*** Text block ***

The Kidneys Connection to Heart and Bone Health
The kidneys are two of our most vital organs yet most people have no idea where they are located in the body or what exactly they do. Kidney disease, or renal failure, seriously affects the whole body. Those diagnosed with kidney disease no longer have the means to balance the electrolytes and vitamins that keep our bones, muscles, heart, blood pressure and metabolism in good order. A body with kidney disease is also likely to have heart disease as these organs work closely together to keep the body functioning. Fortunately, there are ways you can prevent kidney problems, such as taking supplements for kidney health.
What and Where are Your Kidneys?
Kidneys are bean-shaped organs located either side of the spine in the lower back. Each kidney is about the size of your fist. They are made up of nephrons full of a network of tiny blood vessels that filter all the blood in your body once every five minutes.
Around 60% of the body is made up of water. It flushes toxins from the organs, maintains hydration in the cells and transports nutrients around the body. The kidneys regulate how much water the body retains and expel the rest from the body as urine.
Kidneys Balance Electrolytes
Electrolytes such as calcium, sodium and potassium work together to keep the body functioning as it should. These electrically charged substances are controlled by the kidneys and must be kept in balance. Calcium is important for strong bones, but phosphorus is just as important for maintaining healthy bones and teeth and transferring energy around the body.
The balance of calcium and phosphorus is important as they work together to keep cells healthy and regulate the nervous system. They also control the contraction of muscles. Anyone suffering from kidney disease will find all these functions are failing.

*** End of Text block ***

Resume the text on the kidneys' connection to heart and bone health, starting after its last sentence.

*** Records ***

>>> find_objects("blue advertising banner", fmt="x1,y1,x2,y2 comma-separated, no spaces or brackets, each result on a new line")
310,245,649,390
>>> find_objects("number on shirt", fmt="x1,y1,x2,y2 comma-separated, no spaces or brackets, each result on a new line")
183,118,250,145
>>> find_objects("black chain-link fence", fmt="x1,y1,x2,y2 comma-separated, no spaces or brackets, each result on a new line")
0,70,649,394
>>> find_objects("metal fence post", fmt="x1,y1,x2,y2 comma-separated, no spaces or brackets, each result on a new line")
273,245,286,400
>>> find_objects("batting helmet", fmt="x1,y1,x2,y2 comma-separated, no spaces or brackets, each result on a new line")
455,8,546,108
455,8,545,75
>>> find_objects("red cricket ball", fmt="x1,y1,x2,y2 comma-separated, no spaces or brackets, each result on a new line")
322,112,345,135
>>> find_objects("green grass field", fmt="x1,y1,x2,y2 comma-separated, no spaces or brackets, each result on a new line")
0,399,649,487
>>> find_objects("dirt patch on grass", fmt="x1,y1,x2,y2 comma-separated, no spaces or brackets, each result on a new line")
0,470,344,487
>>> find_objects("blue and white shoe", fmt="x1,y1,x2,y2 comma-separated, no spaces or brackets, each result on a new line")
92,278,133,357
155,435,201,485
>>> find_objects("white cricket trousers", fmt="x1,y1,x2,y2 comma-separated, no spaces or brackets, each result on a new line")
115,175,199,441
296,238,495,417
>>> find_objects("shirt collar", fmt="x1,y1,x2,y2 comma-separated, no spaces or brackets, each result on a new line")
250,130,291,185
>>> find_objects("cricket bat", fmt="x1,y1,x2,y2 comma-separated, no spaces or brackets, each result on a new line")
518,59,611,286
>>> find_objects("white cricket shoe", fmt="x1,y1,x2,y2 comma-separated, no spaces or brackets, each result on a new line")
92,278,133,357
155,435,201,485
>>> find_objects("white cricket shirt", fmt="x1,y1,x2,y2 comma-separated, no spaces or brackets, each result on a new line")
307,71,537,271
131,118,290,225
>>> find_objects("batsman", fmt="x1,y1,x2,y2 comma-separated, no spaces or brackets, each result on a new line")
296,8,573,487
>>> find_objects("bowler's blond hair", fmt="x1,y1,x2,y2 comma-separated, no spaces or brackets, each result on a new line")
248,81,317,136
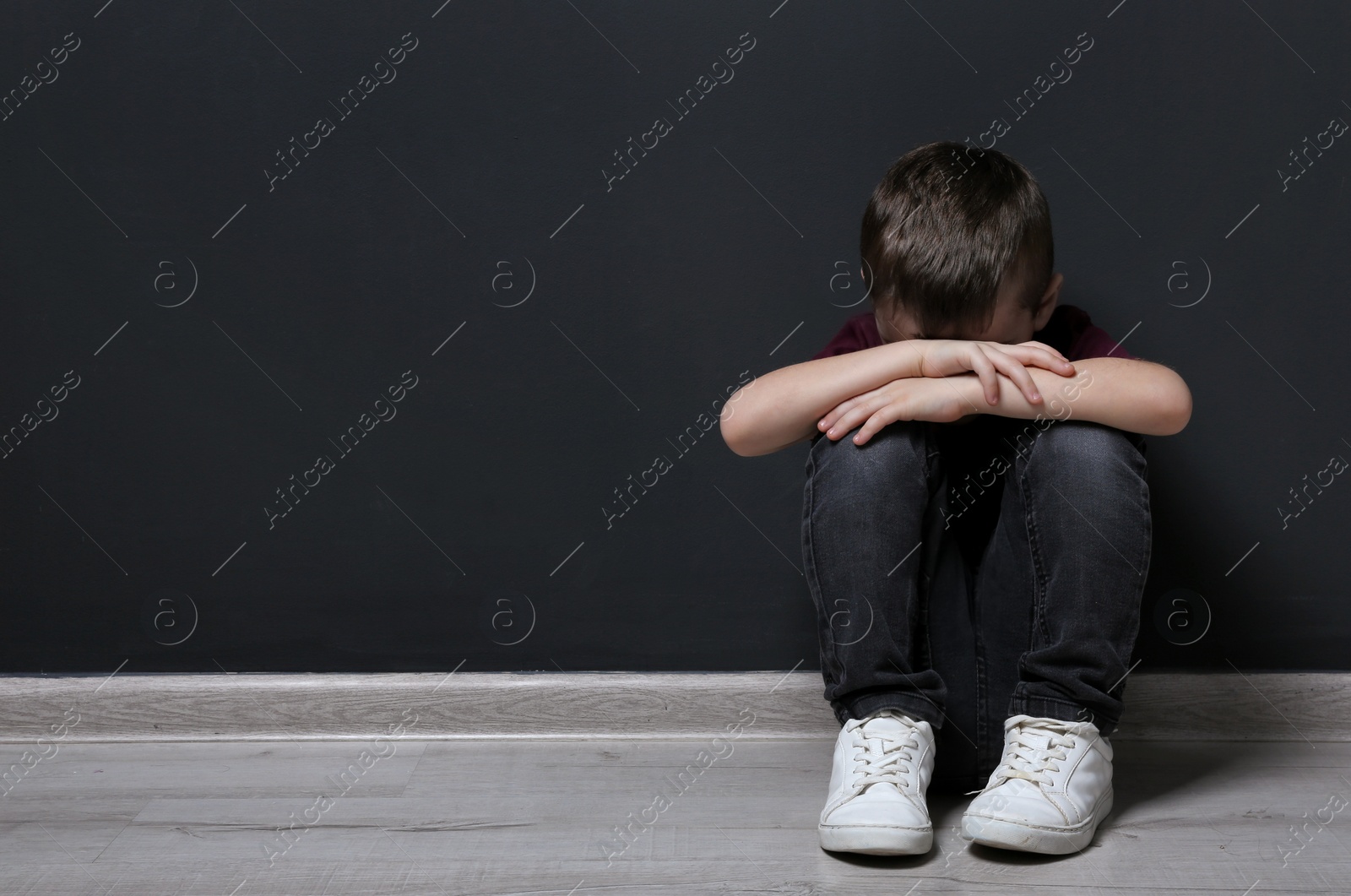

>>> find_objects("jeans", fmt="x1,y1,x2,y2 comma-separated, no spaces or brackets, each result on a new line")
802,415,1151,788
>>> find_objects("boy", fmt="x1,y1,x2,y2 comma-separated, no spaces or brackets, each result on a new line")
720,142,1191,854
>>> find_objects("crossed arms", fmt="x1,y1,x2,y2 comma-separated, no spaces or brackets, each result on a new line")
719,339,1191,457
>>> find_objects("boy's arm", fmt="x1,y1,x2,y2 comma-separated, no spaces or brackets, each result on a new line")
962,358,1191,435
719,340,929,457
822,358,1191,444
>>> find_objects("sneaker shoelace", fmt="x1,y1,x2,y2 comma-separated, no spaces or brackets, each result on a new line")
854,725,920,792
968,722,1074,795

*** End of Records ***

▶ [Task output]:
Kidneys Produce Vitamin D
One of the ways that the kidneys control the balance of phosphorus is by producing an active form of vitamin D (calcitrol). It helps the body absorb calcium and excrete excess phosphorous. Renal disease means that the kidneys are unable to produce vitamin D which quickly causes bone-related problems. Insufficient levels of calcitrol in the kidneys eventually result in serious bone loss.
Another important role of vitamin D in the kidneys is to control blood pressure. If the kidneys fail to activate vitamin D, the heart may suffer with hypertension. High blood pressure affects the rate that the heart pushes the blood through the kidneys. Too much blood or too much pressure can scar the kidneys or can even cause acute kidney failure, so a healthy heart is essential for healthy kidneys, and vice versa.
Kidneys and Hormones
Another important role of the kidneys is to produce the hormone erythropoietin which tells the bone marrow to produce red blood cells. These blood cells make up 36-44% of the blood and carry essential oxygen around the body to all the other organs.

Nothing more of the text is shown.